▶ EXERCICES:
A. Indiquez combien de lignes des enregistrements contiennent le mot « spatula ». Donnez seulement ce nombre.
B. Reprenez l'extrait juridique sur la réutilisation des informations détenues par les autorités publiques et poursuivez-le après sa dernière phrase.
==== EXTRAIT À LIRE
8 Aux termes de l’article 27 de ladite loi, qui fait partie du chapitre VI de cette dernière, intitulé « Réutilisation d’informations » :
« [...]
(2) L’autorité publique permet la mise à disposition des données ouvertes et la réutilisation d’informations pour les utilisateurs par la publication d’informations pouvant faire l’objet d’une réutilisation ou sur la base de demandes de réutilisation.
[...]
(5) Aux fins de la réutilisation, les autorités publiques n’ont pas l’obligation de produire, d’adapter ou d’extraire certains éléments d’information si cela représente un investissement disproportionné en temps ou en ressources, et il n’est pas non plus exigé des autorités publiques qu’elles continuent à mettre à jour, à compléter et à stocker des informations à des fins de réutilisation.
[...] »
9 L’article 29 de la loi sur l’accès à l’information, intitulé « Demande de réutilisation d’informations et protection des droits des utilisateurs », dispose :
« (1) Dans la demande de réutilisation d’informations, le demandeur doit mentionner, outre les données visées à l’article 18, paragraphe 3, de la présente loi, les informations qu’il souhaite réutiliser, sous quel format et selon quelles modalités il souhaite recevoir le contenu des informations demandées, ainsi que la finalité de l’utilisation des informations (fins commerciales ou non commerciales).
========
==== DONNÉES FOURNIES
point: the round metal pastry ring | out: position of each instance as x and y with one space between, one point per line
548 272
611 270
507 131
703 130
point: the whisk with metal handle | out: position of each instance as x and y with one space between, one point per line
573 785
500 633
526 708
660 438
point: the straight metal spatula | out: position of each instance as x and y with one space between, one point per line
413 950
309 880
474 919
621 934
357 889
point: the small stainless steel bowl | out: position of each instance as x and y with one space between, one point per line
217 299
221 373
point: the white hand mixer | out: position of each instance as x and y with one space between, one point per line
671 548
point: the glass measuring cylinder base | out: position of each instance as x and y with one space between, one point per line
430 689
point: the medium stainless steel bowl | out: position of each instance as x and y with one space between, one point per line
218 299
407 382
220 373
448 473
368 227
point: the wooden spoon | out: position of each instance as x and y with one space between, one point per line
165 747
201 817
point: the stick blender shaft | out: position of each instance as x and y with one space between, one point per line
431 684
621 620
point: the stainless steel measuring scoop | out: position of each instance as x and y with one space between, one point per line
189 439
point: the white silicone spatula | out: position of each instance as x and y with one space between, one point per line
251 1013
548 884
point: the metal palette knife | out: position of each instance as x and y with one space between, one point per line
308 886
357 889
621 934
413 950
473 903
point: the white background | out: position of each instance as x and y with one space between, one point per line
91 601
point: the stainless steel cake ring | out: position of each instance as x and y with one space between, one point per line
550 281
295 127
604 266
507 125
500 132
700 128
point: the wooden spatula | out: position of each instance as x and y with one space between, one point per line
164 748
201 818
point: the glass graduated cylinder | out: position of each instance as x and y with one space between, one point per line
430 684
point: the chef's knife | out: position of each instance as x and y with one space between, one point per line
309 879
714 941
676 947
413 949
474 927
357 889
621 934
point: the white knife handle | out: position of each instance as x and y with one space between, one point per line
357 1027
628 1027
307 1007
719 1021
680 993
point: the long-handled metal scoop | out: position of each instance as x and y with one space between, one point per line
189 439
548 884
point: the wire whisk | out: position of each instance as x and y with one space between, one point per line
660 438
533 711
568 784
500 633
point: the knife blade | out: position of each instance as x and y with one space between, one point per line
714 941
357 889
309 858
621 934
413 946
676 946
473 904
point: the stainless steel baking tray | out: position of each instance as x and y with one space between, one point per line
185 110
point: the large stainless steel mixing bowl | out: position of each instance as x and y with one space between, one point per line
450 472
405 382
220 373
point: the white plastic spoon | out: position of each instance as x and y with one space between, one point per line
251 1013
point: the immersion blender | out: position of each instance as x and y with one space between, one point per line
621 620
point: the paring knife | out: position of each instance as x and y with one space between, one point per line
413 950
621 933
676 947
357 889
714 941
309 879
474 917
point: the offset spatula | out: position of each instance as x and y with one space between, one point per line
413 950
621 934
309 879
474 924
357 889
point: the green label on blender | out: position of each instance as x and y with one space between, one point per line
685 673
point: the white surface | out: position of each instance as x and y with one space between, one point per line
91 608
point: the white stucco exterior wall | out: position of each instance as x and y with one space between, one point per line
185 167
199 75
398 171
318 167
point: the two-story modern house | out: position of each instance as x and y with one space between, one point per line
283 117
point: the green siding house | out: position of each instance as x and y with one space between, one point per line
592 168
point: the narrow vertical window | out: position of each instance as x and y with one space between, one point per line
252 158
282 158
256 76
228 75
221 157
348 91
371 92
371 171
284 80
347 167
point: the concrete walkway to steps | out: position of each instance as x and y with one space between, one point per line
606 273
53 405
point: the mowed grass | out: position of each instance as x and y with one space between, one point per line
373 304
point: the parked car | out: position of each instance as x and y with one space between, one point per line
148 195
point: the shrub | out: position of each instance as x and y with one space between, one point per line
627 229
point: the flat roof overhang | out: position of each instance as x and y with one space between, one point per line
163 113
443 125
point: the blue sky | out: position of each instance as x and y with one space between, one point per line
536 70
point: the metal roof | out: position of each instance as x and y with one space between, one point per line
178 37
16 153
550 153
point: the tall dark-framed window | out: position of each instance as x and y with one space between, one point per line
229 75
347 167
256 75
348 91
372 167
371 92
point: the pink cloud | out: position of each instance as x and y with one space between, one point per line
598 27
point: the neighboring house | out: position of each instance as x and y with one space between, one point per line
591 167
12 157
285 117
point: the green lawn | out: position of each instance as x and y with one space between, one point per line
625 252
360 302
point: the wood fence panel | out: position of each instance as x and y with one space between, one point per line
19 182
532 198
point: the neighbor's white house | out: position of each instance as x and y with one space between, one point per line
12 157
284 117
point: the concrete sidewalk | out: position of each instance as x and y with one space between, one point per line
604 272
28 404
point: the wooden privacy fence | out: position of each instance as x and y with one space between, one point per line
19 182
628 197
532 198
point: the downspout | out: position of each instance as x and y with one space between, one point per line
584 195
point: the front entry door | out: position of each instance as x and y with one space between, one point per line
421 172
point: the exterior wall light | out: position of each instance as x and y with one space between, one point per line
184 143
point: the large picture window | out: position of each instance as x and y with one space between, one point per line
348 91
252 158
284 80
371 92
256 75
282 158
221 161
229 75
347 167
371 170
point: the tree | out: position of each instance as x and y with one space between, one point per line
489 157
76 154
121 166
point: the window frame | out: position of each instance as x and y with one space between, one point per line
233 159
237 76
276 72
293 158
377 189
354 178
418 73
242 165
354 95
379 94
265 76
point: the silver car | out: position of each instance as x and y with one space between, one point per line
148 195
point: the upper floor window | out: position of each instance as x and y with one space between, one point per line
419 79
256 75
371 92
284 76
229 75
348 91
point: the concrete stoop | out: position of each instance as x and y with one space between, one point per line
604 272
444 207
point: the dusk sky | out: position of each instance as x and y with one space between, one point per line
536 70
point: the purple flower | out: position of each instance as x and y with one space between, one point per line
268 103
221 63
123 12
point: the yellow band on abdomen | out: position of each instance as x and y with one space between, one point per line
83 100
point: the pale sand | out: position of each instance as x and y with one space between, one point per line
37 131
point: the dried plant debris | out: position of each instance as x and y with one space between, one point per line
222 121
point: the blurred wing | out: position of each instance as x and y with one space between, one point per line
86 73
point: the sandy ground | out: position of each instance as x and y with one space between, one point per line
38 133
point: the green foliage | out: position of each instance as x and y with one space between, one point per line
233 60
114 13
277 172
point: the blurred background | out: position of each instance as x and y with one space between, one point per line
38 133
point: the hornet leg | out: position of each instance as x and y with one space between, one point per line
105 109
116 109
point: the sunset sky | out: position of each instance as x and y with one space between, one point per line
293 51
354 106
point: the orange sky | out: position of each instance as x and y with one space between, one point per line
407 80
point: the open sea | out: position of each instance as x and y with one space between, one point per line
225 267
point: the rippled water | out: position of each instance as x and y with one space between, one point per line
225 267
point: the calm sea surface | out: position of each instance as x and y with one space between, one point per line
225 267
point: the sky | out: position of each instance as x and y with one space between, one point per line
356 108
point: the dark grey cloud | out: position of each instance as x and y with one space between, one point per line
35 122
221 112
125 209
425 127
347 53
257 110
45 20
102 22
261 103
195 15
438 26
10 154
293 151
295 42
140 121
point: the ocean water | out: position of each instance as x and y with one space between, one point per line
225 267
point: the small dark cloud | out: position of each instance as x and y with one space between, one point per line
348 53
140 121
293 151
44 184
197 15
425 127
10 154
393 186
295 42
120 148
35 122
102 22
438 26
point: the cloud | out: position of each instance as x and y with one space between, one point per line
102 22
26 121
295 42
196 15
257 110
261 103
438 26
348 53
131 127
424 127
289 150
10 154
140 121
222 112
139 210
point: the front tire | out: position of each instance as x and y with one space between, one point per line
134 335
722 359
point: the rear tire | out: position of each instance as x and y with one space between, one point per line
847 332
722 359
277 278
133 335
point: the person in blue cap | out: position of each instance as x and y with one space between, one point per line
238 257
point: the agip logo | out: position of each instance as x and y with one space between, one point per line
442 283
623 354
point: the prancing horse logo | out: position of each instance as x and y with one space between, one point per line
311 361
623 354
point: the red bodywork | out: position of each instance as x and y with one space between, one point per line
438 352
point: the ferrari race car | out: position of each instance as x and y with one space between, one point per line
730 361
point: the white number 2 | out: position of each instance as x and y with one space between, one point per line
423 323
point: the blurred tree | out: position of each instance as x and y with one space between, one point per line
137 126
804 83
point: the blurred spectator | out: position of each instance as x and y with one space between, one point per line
========
▶ RÉPONSES PAR EXERCICE:
A. 4

B.
(2) Les entités suivantes ne sont pas tenues de se conformer à une demande de réutilisation d’informations :
[...]
2. les sociétés commerciales dans lesquelles la République de Croatie ou une collectivité locale (régionale) exerce ou peut exercer, directement ou indirectement, une influence dominante du fait de la propriété d’une telle société, de la participation financière qu’elle y détient ou des règles qui la régissent, et :
– exerçant des activités dans les secteurs du gaz et de l’énergie thermique, de l’énergie électrique, de l’eau, des services de transport, des aéroports, des ports maritimes et fluviaux, des services postaux, de l’extraction du pétrole et du gaz, ainsi que de l’exploration ou de l’extraction de charbon ou d’autres combustibles solides, conformément à la loi régissant la passation des marchés publics,
[...]
(7) Les décisions rendues en matière de réutilisation des informations peuvent faire l’objet d’un recours devant le délégué [à l’information] dans un délai de 15 jours à compter de la signification de la décision. Les ordonnances rendues par le délégué [à l’information] ne sont pas susceptibles d’appel, mais peuvent faire l’objet d’un recours contentieux administratif devant le Visoki upravni sud [(cour administrative d’appel, Croatie)].
[...] »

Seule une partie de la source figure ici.